Exercise prompt:
Using the listing that follows, filter out every line lacking the string "instance" and return the rest.

╭──

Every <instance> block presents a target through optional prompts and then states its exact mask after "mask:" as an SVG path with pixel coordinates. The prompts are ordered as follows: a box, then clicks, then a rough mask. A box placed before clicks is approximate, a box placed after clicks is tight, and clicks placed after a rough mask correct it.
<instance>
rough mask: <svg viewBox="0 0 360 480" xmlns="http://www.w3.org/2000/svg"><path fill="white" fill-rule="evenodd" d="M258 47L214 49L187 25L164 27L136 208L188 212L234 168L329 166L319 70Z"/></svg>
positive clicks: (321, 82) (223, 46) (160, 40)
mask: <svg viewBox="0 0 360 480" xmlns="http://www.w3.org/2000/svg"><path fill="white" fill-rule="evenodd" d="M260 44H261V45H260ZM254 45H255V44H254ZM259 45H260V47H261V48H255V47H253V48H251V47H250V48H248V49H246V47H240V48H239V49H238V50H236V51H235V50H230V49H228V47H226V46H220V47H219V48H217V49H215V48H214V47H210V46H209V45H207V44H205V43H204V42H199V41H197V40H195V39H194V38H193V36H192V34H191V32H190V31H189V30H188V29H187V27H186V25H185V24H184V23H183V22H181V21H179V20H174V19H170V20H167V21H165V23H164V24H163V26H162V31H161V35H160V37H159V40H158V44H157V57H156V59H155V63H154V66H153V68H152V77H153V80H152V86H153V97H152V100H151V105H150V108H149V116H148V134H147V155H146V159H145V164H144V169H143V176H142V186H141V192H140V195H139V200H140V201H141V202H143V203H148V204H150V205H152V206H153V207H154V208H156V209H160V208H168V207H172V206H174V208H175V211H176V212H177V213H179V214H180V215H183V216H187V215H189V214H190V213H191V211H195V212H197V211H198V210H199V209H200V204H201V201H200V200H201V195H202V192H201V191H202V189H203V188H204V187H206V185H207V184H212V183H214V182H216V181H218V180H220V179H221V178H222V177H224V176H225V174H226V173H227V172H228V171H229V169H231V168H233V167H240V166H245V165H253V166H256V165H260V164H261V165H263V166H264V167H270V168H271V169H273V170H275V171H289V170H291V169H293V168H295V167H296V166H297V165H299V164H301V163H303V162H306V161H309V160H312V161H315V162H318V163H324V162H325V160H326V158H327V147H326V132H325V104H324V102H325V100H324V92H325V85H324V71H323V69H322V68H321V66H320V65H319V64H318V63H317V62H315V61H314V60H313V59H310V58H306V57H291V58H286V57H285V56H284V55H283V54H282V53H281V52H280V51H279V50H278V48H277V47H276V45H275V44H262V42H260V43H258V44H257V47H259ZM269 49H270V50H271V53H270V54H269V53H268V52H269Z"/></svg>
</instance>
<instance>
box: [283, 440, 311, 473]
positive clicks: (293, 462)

╰──

Written solution:
Every <instance> block presents a target through optional prompts and then states its exact mask after "mask:" as an SVG path with pixel coordinates. The prompts are ordered as follows: a box, then clicks, then a rough mask. A box placed before clicks is approximate, a box placed after clicks is tight, and clicks placed after a rough mask correct it.
<instance>
</instance>
<instance>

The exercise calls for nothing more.